| Page text |
The 2501 in particular was discontinued in 2003.
The last of the
2500 series, the 2525, was discontinued early last year, but it was a
very different (modular) design.
They 68030-based 2500 series was replaced by the PowerPC-based
2600 series.
But as far as being the workhorse...most definitely yes. They're
in datacenters everywhere, and will be for a very long time. They're
capable, reliable, pull little power, generate little heat, and they
just plain don't break.
That's funny, the "workhorse" of all of the datacenters I've seen
lately
are Cisco 6509's and 4948-10GE's, with a few older 3750 and 2950s
laying around for "legacy" stuff. I think you're calling
a "datacenter" what I'd call a "low end wiring closet". :)
Hmm, I guess my environment has helped influence my hardware collecting
habits...
You lead a charmed life, my friend. ;)
But no, I was speaking more of "business computer rooms" than
research-class datacenters. Perhaps I should've been more specific.

| Given instruction 1 |
In the router discussion, what processor does the 2600 series that replaced the 2500 series use?
| Given instruction 2 |
Can you pick up the router discussion after its final sentence and carry it on?

| Record excerpts |
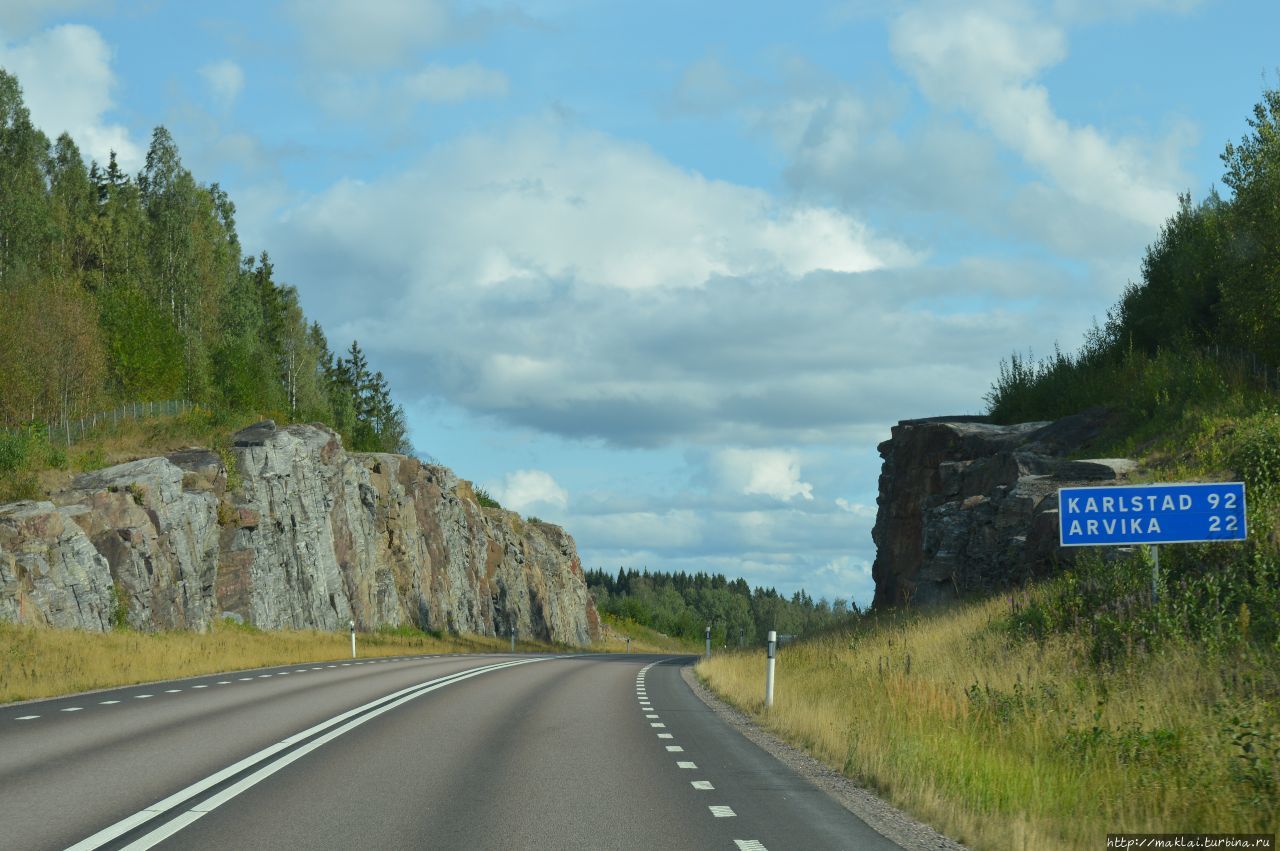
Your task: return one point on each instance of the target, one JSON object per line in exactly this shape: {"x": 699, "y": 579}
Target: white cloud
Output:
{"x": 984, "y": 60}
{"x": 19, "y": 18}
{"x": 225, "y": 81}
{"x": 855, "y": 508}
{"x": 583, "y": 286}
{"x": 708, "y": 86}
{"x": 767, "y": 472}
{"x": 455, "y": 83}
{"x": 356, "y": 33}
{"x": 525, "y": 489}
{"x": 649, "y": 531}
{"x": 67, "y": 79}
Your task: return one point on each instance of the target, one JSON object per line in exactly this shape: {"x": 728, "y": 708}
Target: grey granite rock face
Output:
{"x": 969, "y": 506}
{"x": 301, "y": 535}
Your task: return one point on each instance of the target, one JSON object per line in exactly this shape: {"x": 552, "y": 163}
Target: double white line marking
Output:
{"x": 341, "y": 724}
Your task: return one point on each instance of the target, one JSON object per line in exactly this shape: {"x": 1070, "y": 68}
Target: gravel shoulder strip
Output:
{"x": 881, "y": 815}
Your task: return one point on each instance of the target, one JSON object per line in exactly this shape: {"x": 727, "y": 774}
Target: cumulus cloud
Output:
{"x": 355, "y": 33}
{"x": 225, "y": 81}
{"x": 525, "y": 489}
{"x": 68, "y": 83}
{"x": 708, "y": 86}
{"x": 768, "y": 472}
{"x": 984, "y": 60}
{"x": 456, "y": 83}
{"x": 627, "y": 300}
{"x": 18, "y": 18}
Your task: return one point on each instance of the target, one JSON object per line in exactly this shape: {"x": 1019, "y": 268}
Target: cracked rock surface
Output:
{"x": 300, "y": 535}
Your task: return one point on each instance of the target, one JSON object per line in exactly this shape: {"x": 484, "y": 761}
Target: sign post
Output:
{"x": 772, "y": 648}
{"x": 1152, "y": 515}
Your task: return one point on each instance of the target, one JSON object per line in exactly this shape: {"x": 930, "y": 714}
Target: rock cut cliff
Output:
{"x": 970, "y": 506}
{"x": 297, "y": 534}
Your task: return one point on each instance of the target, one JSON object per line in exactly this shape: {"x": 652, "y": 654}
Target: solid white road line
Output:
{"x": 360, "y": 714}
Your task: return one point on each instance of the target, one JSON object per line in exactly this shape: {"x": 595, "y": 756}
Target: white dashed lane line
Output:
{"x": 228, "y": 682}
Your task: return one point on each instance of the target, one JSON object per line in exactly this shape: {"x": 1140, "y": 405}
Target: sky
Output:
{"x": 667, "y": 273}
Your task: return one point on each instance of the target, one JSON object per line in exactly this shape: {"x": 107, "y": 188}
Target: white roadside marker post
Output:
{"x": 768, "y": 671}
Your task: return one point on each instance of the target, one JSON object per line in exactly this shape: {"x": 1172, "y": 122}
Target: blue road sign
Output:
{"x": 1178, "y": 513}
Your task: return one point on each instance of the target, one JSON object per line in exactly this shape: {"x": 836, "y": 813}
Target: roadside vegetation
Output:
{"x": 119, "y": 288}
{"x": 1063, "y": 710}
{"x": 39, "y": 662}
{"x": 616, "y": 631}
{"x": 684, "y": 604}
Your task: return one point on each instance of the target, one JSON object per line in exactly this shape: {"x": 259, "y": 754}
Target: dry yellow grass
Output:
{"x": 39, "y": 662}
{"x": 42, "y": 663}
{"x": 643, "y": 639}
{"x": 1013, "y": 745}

| Written reply 1 |
PowerPC

| Written reply 2 |
Every now and then, I do some consulting work for small businesses,
fixing broken network stuff. I see 2501s in production everywhere,
terminating T1 lines, that haven't been touched (or rebooted for that
matter) in a decade.
If they ever go down, they'll likely be replaced by a cheap DSL
circuit (for those whose inbound bandwidth requirement outstrips their
outbound anyway), but most people don't seem to want to fix it if it
isn't broken.
Here at IBM Poughkeepsie, there are still many 2500-series boxes in
various places. If I had to guess at a number, it would be in the range
of a hundred or so. Of course, we have many more 6500/7600-series boxes
than that, even.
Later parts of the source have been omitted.